Problem statement:
Can you retype every one of the lines below exactly as they stand, but without the pictures?

* begin Given entries *

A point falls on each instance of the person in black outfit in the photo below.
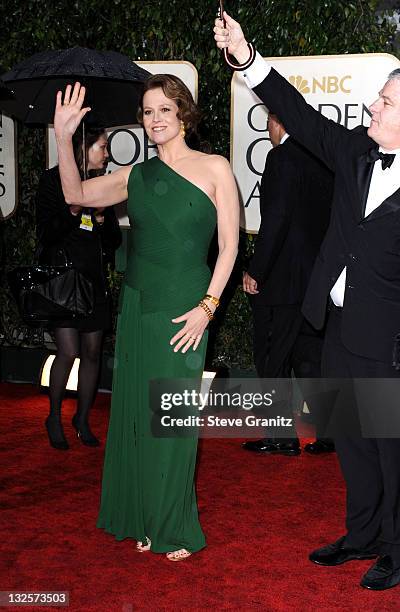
(88, 240)
(295, 200)
(356, 275)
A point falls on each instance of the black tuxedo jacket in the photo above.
(369, 247)
(295, 199)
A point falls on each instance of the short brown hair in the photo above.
(92, 135)
(175, 90)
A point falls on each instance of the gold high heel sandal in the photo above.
(140, 547)
(178, 555)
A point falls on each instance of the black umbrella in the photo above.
(5, 93)
(113, 85)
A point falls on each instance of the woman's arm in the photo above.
(196, 320)
(228, 224)
(94, 193)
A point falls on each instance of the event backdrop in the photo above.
(341, 87)
(8, 167)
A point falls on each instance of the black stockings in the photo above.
(73, 343)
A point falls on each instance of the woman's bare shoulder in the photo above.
(214, 161)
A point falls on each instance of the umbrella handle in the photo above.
(84, 150)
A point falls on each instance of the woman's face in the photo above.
(98, 154)
(160, 116)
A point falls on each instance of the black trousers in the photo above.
(284, 341)
(370, 466)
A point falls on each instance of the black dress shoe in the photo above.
(320, 446)
(84, 434)
(382, 575)
(55, 432)
(338, 553)
(273, 447)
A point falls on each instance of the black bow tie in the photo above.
(387, 159)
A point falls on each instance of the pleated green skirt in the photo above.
(148, 482)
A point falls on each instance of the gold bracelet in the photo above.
(212, 299)
(207, 310)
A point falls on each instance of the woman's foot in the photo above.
(83, 432)
(140, 547)
(178, 555)
(55, 432)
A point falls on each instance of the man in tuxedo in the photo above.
(295, 199)
(357, 274)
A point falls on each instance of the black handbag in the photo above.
(47, 293)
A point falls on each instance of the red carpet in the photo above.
(261, 515)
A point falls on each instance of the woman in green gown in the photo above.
(174, 202)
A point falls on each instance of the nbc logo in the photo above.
(325, 84)
(300, 83)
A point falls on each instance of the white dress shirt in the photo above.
(383, 182)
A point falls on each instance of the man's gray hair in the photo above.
(395, 74)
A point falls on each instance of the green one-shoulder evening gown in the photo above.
(148, 482)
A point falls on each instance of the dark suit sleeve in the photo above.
(280, 186)
(326, 139)
(53, 218)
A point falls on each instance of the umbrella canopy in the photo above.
(113, 85)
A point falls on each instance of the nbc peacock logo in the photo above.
(300, 83)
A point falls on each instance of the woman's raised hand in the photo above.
(69, 112)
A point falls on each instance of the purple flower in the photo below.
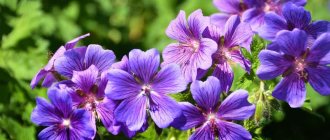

* end Given entries *

The output:
A point falls on each instance of the person in black outfit in the photo below.
(88, 240)
(295, 200)
(356, 275)
A point falls on each instance of the black tuxedo jacket in the photo above.
(369, 247)
(295, 199)
A point falls on each instance of the short brown hair in the photo above.
(92, 135)
(175, 90)
A point falls on each instance of the gold high heel sandal in the photo above.
(140, 547)
(178, 555)
A point falls on each instance of the black umbrella in the photo above.
(5, 93)
(113, 85)
A point falls on each instance of the woman's arm in the photo above.
(196, 320)
(228, 224)
(94, 193)
A point falls on each instance of the event backdrop in the photo above.
(341, 87)
(8, 167)
A point falls on each instance of the black stockings in the photo above.
(73, 343)
A point falls on each instance of the woman's bare shoulder in the photo above.
(214, 161)
A point falls on each instance of the umbrella handle in the photo above.
(84, 150)
A point falls on each instance of the woman's face in the photo above.
(98, 154)
(160, 116)
A point falls on each instance of the black trousers in the photo above.
(284, 341)
(370, 466)
A point falls on each instance of the black dress shoe in the photo above.
(320, 446)
(84, 434)
(382, 575)
(55, 432)
(338, 553)
(273, 447)
A point falls on each instance of the black bow tie in the photo above.
(387, 159)
A point falls on each instance of the pleated green skirt in the photo above.
(148, 482)
A point falls on each instance of the gold bracelet in the photo above.
(212, 299)
(207, 310)
A point falls on each instance of the woman's foot in the photo above.
(83, 432)
(140, 547)
(178, 555)
(55, 432)
A point falls on each instance of the man in tuxedo in the photo above.
(295, 199)
(357, 274)
A point falls on each instance of the black handbag in the photo above.
(47, 293)
A point falls on each instance of the red carpet in the photo above.
(261, 515)
A point falls on each instance of the woman in green gown in the photo above.
(174, 202)
A point falls on each instance of the nbc logo in the photo above.
(325, 84)
(300, 83)
A point falls on each instance of the white dress shirt in the photo above.
(383, 182)
A point falls on each instance of the man's gray hair in the photo above.
(395, 74)
A point falls on each instance of the green one-shoulder evening gown in the photo above.
(148, 482)
A point falls on each instance of the dark suit sleeve in the photo above.
(280, 186)
(326, 139)
(53, 218)
A point falls on each instance of the umbrella canopy in the photo above.
(113, 85)
A point falls on each instance of the nbc peacock logo in the photo above.
(300, 83)
A point falls on each instance of the woman's raised hand in the photo above.
(69, 112)
A point falls on each instance of the purple flower in the photo below.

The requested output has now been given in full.